Stated task:
Exclude all pictures, then copy each of the records exactly as written.

Data supplied:
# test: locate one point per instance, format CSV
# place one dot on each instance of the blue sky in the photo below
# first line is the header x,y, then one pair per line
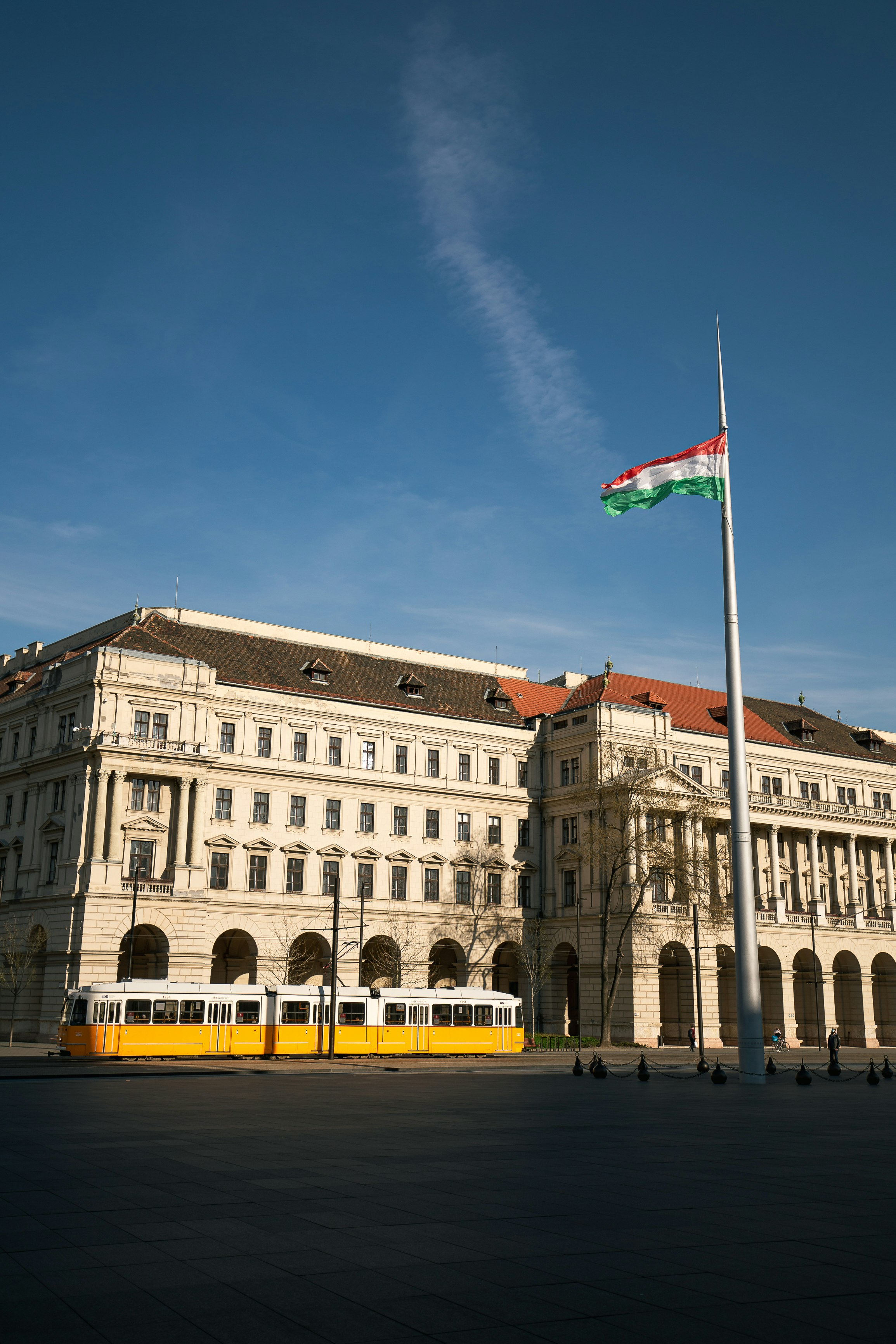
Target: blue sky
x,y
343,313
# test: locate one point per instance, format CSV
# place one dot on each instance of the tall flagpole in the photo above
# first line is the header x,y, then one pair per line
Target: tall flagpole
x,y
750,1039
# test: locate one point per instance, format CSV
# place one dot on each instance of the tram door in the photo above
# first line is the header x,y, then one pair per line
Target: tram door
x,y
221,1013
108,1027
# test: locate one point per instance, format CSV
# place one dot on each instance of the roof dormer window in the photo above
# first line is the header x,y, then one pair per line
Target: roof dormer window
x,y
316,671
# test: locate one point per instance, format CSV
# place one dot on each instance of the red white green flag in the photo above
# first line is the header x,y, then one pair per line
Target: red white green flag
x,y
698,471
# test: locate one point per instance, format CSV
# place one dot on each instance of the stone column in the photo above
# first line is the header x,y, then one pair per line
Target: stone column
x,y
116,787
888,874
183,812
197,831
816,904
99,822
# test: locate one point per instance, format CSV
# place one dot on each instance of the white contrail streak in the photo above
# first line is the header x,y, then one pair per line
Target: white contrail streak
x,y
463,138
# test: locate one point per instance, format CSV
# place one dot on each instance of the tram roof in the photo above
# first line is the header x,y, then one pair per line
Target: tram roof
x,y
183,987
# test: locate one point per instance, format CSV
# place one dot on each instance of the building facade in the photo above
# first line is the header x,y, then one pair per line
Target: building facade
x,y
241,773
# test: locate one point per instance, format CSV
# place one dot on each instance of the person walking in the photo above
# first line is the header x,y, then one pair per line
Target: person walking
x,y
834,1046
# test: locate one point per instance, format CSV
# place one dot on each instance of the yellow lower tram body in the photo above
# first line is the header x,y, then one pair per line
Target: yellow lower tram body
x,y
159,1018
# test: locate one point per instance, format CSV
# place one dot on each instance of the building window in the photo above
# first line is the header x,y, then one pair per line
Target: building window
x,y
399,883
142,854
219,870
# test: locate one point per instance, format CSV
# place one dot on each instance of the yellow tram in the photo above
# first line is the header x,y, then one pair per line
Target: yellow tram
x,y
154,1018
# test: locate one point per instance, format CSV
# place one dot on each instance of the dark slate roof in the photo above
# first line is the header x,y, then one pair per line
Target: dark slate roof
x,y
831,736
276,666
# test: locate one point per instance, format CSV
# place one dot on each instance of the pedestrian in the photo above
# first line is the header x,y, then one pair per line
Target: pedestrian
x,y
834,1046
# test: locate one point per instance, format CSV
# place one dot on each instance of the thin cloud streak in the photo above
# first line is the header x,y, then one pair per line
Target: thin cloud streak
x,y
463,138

Answer to this problem:
# test: locate one point per instance, format CSV
# place one dot on each instance of the blue sky in the photo below
# first line is the header x,y, then one pair per line
Target: blue sky
x,y
343,313
# test: locate one point per instance, format CSV
# place one dot on each instance of the tall flagpole in the photo above
# first line is the header x,y, then one pair per line
Target: tall flagpole
x,y
750,1039
# test: locate one point per instance, format CSV
# place one dot on each instance of the tram door in the photo above
# first line is the header x,y, then one pair per line
Target: tram door
x,y
221,1013
108,1027
# test: locate one point per instance, format CSV
# place one dot on each instance of the roof dormer window in the photo above
# first line is the header x,y, then one pair per line
Target: roof dormer window
x,y
316,671
# test: locate one point per instance, format CSV
# place one dot on each instance of the red white green flag in the photo above
# first line is the header x,y, then one pair per line
Target: red white green flag
x,y
698,471
# test: locate one point per instance, format CSV
# place one dot on each instance of the stone column in the photo above
# first line is the header x,y, then one pair per line
Target: stone column
x,y
116,787
888,874
183,812
197,831
816,904
99,822
# test: locate one point per instance, format CSV
# place one dot on each instance of the white contrail streak in the photo above
# first line is the header x,y, then one pair per line
Target: white contrail streak
x,y
463,138
# test: locate one point per instance, format CSV
# place one dot on each instance of the tram roof in the photo above
# first line is the header x,y, then one pair per line
Target: tram roof
x,y
183,987
# test: locate one point per instance, format CSV
# place one dot on each instance of the building facade in the photo above
# first line is the header x,y, then one pair per line
Target: building facade
x,y
241,773
# test: locate one point per instance, format CSV
# place one dot on each instance of the person walking in the photo above
# first line is the header x,y, then one pair per line
Target: person walking
x,y
834,1046
# test: locate one point per instance, format CSV
# place one dot on each instance of the yellow lower tram body in the photo above
# first line is the header x,y, then one pair per line
Target: yellow lower tram body
x,y
159,1018
# test: locate one point per instance, format CSV
# place one dot on each instance of the building window in the photo above
# first line is the header x,y, then one pair per line
Target: building window
x,y
399,883
142,854
219,870
# test: locate one point per instance, format CSV
# place one dot on each instance of the yellow tram in the photo above
# first line is the header x,y, then one pair per line
Target: yellow tram
x,y
154,1018
# test: locate one point per instance, format CSV
# place one dot on each instance of the dark slate roof in the photo above
# first line is the header x,y, then one pair per line
Target: dark slate roof
x,y
831,736
276,666
# test: locate one point per instance, format CSV
# place one dot on each instance of the pedestrian in the photo above
# first line is the header x,y, then one pair per line
Target: pedestrian
x,y
834,1046
# test: locate one point per instance, format CSV
# place one dot on each instance of the thin cloud streak in the photo above
# first line is the header x,y, then one pair per line
Target: thin cloud streak
x,y
463,138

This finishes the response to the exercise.